Work to be completed =>
Output every line of the listing below, copying each one character for character.

(Entries taken from a pointing dataset)
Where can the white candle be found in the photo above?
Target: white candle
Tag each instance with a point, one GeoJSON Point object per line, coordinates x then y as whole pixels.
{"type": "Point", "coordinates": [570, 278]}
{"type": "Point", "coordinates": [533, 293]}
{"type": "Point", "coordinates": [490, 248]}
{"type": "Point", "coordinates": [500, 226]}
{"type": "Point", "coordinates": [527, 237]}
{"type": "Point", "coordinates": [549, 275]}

Result for this exercise =>
Where can the white candle be found in the photo above?
Target: white candle
Tag each instance with a point, one GeoJSON Point object per line, coordinates x then y as whole pixels.
{"type": "Point", "coordinates": [570, 278]}
{"type": "Point", "coordinates": [533, 293]}
{"type": "Point", "coordinates": [490, 248]}
{"type": "Point", "coordinates": [500, 226]}
{"type": "Point", "coordinates": [527, 237]}
{"type": "Point", "coordinates": [549, 275]}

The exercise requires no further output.